* _Short task 1_
In the discussion of figure skating scoring, which skater is named as a great example of a "great 6.0 skater"?
· · · · ·
Does it mean that they excel in things no longer being rewarded, such as doing fewer moves but doing them well? Or that they have programs which aren’t overly full of transitions? Or that they hold moves longer, for example spirals? Or something else?
Yes. 6.0 was “total package” scoring. There was less of a reward for difficulty and more reward for program continuity.
 
There has to be a happy medium,sigh. Honestly, do choreographers like Danny G go over the rules with a calculator, and determine x # of random leg lifts equals x more points? Then why doesn’t everyone do it? They should go back to rewarding transitions before jumps and declutter the rest of the program
 
Karen Chen would be a great example of a "great 6.0 skater."

She does not pre-rotate her jumps. Her jumps are huge. The first jump in a combo is usually so big that it's hard to tack on a clean triple (for the combo). She holds her spiral positions long enough for you to see and appreciate them. She hits the classic "layback" position in the layback spin. She listens to her music and uses the music to make choreographic points. Her choreography is not cluttered.

Karen is such a throw-back (to 6.0).
· · · · ·
* _Short task 2_
In the listing, take the lines between the one holding "Report x and y for each instance of the utility" and the one holding "x=194, y=82", inclusive, and write them out again with "saree" in place of "sari", leaving everything else unchanged.
· · · · ·
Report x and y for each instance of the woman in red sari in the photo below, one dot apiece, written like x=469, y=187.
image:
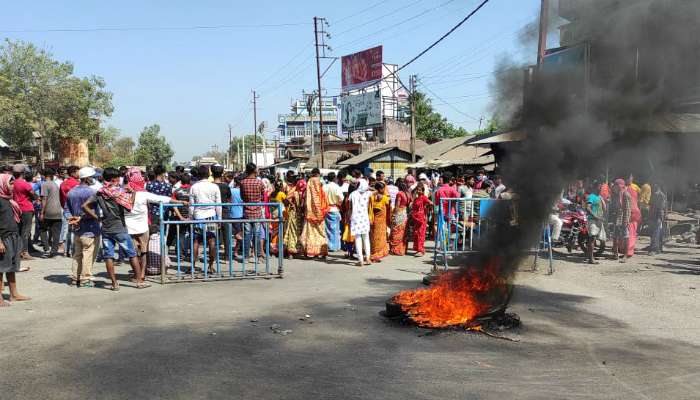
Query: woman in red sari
x=313, y=236
x=294, y=206
x=399, y=221
x=420, y=221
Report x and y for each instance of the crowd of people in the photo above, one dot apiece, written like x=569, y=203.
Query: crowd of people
x=112, y=215
x=619, y=210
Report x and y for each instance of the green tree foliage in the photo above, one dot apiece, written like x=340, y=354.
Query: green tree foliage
x=153, y=149
x=431, y=126
x=39, y=93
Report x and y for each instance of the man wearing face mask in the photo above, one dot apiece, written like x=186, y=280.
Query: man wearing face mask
x=480, y=179
x=85, y=228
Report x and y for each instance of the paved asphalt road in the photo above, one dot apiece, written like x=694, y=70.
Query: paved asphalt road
x=610, y=331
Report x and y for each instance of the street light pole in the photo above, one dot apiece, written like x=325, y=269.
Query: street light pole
x=413, y=118
x=542, y=42
x=255, y=127
x=318, y=80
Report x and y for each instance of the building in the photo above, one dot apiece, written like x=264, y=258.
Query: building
x=391, y=159
x=299, y=124
x=456, y=153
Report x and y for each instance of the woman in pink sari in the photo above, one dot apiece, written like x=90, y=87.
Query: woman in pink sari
x=635, y=217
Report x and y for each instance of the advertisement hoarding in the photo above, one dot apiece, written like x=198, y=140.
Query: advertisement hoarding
x=362, y=110
x=361, y=69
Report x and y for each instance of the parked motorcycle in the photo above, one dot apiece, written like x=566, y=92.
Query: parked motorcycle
x=574, y=231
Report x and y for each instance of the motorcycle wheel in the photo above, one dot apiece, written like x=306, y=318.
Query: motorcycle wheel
x=583, y=242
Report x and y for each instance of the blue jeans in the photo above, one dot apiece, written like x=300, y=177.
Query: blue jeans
x=657, y=235
x=120, y=241
x=333, y=230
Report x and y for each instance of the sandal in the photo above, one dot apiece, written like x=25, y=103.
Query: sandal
x=114, y=288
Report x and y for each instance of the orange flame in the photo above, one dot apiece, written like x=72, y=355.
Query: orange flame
x=455, y=299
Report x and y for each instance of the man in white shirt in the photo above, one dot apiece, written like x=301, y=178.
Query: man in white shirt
x=205, y=192
x=335, y=196
x=500, y=187
x=136, y=220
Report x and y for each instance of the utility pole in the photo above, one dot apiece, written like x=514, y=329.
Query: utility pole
x=413, y=118
x=310, y=109
x=255, y=127
x=542, y=43
x=264, y=139
x=229, y=159
x=318, y=80
x=245, y=159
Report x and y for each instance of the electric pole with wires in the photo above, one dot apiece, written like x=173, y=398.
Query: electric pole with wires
x=255, y=127
x=413, y=118
x=319, y=29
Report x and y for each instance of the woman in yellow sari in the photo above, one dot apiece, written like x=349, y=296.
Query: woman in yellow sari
x=380, y=218
x=295, y=217
x=399, y=220
x=313, y=237
x=277, y=196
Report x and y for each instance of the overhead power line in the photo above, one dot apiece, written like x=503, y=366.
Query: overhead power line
x=156, y=28
x=454, y=28
x=444, y=102
x=390, y=27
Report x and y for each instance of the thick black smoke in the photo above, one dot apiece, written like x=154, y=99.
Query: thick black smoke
x=628, y=113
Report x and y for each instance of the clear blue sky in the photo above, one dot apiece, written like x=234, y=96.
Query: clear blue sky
x=194, y=82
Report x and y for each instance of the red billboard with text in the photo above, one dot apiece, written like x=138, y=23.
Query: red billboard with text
· · · · ·
* _Reply 1_
Karen Chen

* _Reply 2_
Report x and y for each instance of the utility pole in the photo above, one dot apiece, written like x=514, y=329.
Query: utility pole
x=413, y=118
x=310, y=109
x=255, y=127
x=542, y=43
x=264, y=139
x=229, y=159
x=318, y=80
x=245, y=159
Report x and y for each instance of the electric pole with wires in the photo above, one dot apiece, written like x=173, y=398.
Query: electric pole with wires
x=255, y=127
x=413, y=118
x=319, y=29
Report x and y for each instance of the woman in yellow saree in the photo above, one dot apiece, written like x=349, y=296.
Query: woman in yellow saree
x=380, y=218
x=295, y=217
x=399, y=220
x=313, y=237
x=277, y=196
Report x and y for each instance of the overhead power line in the photo above, one dot apiece, written like x=503, y=366.
Query: overhead power line
x=156, y=28
x=454, y=28
x=444, y=102
x=390, y=27
Report x and y for each instance of the thick black smoke in the photo above, one dot apiece, written like x=154, y=99.
Query: thick black smoke
x=628, y=113
Report x and y for each instance of the clear blue sky in the photo above, one dot apiece, written like x=234, y=96.
Query: clear blue sky
x=194, y=82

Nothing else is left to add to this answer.